(Extracted data entries)
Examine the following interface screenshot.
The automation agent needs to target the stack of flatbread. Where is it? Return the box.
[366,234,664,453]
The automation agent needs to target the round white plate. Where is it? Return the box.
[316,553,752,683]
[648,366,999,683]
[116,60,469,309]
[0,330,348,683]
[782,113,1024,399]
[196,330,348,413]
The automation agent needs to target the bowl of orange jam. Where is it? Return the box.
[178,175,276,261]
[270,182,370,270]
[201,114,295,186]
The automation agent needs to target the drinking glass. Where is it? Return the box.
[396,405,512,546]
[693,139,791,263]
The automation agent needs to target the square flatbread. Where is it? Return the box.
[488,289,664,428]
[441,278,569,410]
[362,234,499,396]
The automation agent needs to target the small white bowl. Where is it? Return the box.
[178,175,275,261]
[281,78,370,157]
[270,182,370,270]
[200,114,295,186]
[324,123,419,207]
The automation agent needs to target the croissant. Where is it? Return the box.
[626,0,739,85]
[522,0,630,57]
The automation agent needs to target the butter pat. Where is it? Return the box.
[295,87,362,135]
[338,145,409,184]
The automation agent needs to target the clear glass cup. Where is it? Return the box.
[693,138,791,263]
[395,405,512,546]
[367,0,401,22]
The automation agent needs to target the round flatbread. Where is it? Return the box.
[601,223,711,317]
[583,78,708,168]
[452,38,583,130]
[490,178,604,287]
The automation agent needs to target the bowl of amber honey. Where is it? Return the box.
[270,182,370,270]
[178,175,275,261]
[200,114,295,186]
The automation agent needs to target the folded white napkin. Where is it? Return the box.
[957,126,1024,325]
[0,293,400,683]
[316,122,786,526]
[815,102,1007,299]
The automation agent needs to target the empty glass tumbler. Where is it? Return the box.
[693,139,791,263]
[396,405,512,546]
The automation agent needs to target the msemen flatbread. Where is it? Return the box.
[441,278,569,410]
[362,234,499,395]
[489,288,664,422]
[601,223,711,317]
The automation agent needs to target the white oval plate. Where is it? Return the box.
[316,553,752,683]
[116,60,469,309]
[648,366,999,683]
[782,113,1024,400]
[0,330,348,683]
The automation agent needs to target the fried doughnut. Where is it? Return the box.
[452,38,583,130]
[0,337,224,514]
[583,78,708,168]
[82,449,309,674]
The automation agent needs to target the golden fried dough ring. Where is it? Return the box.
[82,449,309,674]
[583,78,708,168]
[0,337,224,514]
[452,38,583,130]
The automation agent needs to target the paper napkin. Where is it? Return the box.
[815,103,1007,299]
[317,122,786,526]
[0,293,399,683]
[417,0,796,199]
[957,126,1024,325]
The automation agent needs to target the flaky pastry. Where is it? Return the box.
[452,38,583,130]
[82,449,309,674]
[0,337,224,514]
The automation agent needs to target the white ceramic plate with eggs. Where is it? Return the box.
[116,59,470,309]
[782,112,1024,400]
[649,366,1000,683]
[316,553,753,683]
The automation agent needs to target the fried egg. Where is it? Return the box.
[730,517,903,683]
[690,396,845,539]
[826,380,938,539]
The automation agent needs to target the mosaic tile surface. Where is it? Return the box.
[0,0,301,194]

- [Requirements]:
Write out every line of the listing above, word for word and in the same order, without changing anything.

- [Full solution]:
Examine the following interface screenshot.
The automation agent needs to target the stack of flatbread. Where is it? Return the box.
[366,234,664,453]
The automation agent needs to target the round white plate. Where is it? Return the box.
[316,553,752,683]
[648,366,999,683]
[116,60,469,309]
[0,330,348,683]
[782,113,1024,399]
[196,330,348,413]
The automation agent needs to target the bowl of orange jam. Where is it? Return the box.
[178,175,276,261]
[270,182,370,270]
[201,114,295,186]
The automation agent needs to target the drinking glass. Where is it? Return the box.
[396,405,512,546]
[693,139,791,263]
The automation agent needs to target the square flatbread. Where is it? Return the box.
[488,289,664,428]
[441,278,569,410]
[362,234,499,396]
The automation agent needs to target the small white bowl. Where is it? Return the box.
[178,175,275,261]
[281,78,370,157]
[270,182,370,270]
[200,114,295,186]
[324,123,419,207]
The automation agent needs to target the croissant. Where is it? Return the box.
[626,0,739,85]
[522,0,630,57]
The automation agent needs to target the butter pat. Where is it? Return the box.
[295,87,362,135]
[338,145,409,184]
The automation agent needs to target the clear glass cup. Where is it? Return the box.
[693,138,791,263]
[395,405,512,546]
[367,0,401,22]
The automation agent needs to target the round flatbread. Where is it? Return the box.
[601,223,711,317]
[583,78,708,168]
[452,38,583,130]
[490,178,604,287]
The automation agent needs to target the bowl of amber honey. Where is it? Return the box.
[270,182,370,270]
[178,175,275,261]
[200,114,295,186]
The automation agent needs to target the folded white napkin. Where is it? Return the box.
[957,126,1024,325]
[0,293,400,683]
[316,122,786,526]
[815,102,1007,299]
The automation agent needs to target the empty glass tumbler. Where is it? Return the box.
[693,139,791,263]
[396,405,512,546]
The automation agent needs to target the msemen flatbread. Where is it? Return the box.
[441,278,569,410]
[362,234,499,395]
[489,288,664,422]
[601,223,711,317]
The automation agent needs to target the white oval plate. Where is it? Return the box.
[316,553,752,683]
[116,60,469,309]
[648,366,999,683]
[782,113,1024,400]
[0,330,348,683]
The automation agent needs to target the fried doughnut. Where is it? Return the box.
[452,38,583,130]
[0,337,224,514]
[583,78,708,168]
[82,449,309,674]
The automation agent needs to target the golden fried dough ring. Where is it? Return the box.
[82,449,309,674]
[583,78,708,168]
[0,337,224,514]
[452,38,583,130]
The automation agent needs to target the paper napkin. Where is it? Return the box.
[815,103,1007,299]
[317,122,786,526]
[0,293,399,683]
[417,0,796,199]
[957,126,1024,325]
The automation agent needs to target the flaky pastry. Where is it? Return the box.
[452,38,583,130]
[82,449,309,674]
[0,337,224,514]
The automation agent needs to target the white ceramic plate with eggs. Where is it? Return the box.
[116,59,470,309]
[782,112,1024,400]
[649,366,1000,683]
[316,553,753,683]
The automation agent needs to target the fried egg. Where is it? Return the box.
[730,517,903,683]
[690,396,845,539]
[826,380,938,539]
The automation agent needs to target the mosaic tile surface. Where is it? Return the box.
[0,0,301,194]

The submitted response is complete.